_Work to be completed:_
Copy everything in the records from the line containing "273L523 279L511 309L513" down to the line containing "positive clicks: (505, 274) (514, 277)", including both of those lines, reproducing each character unchanged.

_Given records:_

+ + + +

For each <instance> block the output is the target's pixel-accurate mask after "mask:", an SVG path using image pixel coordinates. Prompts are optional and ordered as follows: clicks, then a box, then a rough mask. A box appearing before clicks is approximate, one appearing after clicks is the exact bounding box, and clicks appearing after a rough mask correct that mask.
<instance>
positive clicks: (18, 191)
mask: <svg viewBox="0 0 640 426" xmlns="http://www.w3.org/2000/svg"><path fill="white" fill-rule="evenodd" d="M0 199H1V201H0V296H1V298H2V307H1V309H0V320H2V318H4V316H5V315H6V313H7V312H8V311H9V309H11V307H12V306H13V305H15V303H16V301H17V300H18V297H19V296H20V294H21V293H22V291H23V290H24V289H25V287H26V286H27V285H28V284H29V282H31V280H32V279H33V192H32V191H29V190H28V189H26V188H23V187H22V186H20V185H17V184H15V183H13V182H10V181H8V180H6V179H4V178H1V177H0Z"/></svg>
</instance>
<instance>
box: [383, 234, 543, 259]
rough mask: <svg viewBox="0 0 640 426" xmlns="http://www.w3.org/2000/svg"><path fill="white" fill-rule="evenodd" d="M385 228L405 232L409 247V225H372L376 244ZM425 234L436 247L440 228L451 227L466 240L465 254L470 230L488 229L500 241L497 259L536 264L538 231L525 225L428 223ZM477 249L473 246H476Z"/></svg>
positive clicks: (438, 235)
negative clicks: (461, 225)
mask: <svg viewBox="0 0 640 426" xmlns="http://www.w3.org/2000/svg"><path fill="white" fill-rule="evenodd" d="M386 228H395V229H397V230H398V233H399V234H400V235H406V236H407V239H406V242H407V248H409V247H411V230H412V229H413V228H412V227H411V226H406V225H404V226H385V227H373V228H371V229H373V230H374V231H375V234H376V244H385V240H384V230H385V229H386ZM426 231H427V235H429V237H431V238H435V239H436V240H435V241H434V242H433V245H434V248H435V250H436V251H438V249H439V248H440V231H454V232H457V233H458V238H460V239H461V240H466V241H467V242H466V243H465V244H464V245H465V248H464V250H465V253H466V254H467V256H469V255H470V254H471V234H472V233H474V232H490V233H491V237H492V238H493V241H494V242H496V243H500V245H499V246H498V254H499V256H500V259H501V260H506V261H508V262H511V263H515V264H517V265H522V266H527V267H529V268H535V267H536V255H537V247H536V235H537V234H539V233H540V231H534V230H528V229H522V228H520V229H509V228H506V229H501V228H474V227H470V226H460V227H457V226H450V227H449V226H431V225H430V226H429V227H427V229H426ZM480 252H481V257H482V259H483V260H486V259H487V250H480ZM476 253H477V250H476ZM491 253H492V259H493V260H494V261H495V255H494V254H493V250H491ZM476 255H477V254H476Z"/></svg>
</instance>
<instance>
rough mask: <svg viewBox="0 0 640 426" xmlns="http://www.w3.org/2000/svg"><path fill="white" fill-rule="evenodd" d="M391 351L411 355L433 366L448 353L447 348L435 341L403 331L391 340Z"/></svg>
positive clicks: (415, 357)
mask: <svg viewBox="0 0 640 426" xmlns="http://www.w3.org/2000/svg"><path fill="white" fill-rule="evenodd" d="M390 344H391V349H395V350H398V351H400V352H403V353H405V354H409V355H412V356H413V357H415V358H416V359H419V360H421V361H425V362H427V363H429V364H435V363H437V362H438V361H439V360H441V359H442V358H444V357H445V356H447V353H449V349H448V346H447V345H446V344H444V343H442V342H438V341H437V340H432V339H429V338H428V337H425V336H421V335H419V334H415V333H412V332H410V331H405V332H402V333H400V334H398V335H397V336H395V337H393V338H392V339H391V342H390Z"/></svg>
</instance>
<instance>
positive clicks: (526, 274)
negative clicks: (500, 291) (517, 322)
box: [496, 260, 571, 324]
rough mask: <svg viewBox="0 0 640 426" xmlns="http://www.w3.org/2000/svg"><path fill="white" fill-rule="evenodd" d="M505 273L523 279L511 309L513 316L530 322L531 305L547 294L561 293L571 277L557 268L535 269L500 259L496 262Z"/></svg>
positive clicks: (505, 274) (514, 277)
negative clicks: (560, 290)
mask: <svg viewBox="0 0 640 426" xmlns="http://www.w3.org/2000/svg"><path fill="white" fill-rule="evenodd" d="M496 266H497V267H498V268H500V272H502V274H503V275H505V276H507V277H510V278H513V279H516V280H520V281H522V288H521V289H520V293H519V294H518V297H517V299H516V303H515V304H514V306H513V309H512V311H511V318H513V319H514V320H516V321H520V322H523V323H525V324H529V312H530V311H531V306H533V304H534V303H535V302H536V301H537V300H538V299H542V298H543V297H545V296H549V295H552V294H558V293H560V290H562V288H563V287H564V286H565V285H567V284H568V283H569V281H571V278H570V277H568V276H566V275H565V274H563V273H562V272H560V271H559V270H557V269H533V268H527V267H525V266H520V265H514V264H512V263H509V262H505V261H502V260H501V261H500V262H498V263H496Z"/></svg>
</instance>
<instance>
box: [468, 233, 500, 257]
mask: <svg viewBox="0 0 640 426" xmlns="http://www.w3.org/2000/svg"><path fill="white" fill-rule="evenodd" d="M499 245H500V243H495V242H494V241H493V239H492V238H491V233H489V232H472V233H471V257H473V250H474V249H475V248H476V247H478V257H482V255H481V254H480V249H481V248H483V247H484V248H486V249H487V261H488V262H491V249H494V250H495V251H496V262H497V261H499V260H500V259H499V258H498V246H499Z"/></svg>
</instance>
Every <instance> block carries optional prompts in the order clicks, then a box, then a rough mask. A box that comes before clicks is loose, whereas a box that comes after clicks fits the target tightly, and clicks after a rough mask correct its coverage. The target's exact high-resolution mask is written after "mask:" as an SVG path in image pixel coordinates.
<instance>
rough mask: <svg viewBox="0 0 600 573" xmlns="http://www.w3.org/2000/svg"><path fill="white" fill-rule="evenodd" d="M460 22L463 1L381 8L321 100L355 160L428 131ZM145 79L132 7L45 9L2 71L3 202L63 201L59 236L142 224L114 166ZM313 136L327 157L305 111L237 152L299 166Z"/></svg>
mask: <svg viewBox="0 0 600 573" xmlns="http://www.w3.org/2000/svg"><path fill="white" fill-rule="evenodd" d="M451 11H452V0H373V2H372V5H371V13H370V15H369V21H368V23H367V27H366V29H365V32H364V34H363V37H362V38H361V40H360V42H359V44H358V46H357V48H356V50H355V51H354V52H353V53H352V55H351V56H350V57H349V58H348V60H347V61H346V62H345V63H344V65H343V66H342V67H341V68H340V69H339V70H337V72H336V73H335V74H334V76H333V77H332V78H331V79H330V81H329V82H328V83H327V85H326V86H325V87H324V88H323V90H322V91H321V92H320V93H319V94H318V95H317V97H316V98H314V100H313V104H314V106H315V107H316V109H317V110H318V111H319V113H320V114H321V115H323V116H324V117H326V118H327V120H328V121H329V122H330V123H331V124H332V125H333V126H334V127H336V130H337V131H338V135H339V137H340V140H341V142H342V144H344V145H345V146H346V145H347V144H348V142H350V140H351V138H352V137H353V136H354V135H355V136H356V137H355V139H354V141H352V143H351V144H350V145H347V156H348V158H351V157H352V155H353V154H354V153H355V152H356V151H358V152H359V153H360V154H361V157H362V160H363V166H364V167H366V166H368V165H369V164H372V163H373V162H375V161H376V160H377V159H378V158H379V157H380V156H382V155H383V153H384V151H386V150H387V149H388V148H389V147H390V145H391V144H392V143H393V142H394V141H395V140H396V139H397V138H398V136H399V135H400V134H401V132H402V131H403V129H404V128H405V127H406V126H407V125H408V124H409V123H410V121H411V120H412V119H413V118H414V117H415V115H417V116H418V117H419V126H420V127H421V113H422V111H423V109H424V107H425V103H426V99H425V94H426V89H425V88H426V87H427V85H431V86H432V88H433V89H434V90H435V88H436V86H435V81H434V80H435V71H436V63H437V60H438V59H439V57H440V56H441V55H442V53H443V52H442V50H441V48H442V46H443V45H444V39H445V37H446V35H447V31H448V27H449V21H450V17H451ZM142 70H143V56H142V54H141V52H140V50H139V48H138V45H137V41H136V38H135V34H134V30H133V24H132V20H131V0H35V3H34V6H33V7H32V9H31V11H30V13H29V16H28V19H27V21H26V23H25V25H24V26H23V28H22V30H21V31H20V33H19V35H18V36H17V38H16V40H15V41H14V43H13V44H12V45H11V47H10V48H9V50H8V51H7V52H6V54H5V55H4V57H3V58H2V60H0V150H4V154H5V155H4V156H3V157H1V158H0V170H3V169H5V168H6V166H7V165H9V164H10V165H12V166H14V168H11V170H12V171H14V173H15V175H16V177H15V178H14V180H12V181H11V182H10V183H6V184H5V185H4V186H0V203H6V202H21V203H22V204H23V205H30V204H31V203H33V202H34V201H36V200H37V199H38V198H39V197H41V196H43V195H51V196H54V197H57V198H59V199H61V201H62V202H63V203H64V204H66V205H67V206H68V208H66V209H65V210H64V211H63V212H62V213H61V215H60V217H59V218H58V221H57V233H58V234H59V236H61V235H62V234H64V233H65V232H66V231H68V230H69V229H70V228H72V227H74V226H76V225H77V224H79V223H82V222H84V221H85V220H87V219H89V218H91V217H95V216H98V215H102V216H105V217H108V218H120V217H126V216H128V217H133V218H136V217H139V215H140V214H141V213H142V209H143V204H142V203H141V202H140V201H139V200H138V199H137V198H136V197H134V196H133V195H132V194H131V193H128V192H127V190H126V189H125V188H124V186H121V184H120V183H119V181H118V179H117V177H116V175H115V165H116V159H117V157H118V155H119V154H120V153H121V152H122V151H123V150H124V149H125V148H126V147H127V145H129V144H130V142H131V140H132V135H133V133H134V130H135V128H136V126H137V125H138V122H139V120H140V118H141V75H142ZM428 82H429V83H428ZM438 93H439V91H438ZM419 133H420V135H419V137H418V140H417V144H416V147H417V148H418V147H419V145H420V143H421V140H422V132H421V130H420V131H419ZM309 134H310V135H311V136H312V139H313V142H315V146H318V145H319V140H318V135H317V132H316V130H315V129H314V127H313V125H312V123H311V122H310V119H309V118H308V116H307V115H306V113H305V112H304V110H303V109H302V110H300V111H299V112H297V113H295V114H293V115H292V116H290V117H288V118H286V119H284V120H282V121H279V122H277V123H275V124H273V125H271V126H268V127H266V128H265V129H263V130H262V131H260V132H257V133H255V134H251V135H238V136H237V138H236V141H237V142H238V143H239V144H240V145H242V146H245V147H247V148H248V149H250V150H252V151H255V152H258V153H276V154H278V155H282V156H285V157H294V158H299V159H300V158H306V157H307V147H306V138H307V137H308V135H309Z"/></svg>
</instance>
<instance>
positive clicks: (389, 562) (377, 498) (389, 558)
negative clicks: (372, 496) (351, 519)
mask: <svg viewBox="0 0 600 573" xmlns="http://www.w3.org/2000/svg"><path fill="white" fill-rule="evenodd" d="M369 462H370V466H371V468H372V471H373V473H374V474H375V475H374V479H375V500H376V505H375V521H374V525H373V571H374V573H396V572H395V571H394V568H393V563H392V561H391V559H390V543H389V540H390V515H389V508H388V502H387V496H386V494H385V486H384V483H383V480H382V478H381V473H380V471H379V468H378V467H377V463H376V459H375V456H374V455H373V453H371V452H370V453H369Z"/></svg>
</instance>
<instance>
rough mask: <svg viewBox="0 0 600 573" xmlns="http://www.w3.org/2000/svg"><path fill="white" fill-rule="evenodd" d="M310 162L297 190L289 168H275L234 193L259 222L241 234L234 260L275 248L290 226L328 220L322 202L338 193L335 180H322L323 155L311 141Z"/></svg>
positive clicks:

+ + + +

_Result of the exercise:_
rough mask: <svg viewBox="0 0 640 426" xmlns="http://www.w3.org/2000/svg"><path fill="white" fill-rule="evenodd" d="M505 273L523 279L511 309L513 316L530 322L531 305L547 294L561 293L571 277L557 268L535 269L500 259L496 262Z"/></svg>
positive clicks: (505, 274) (514, 277)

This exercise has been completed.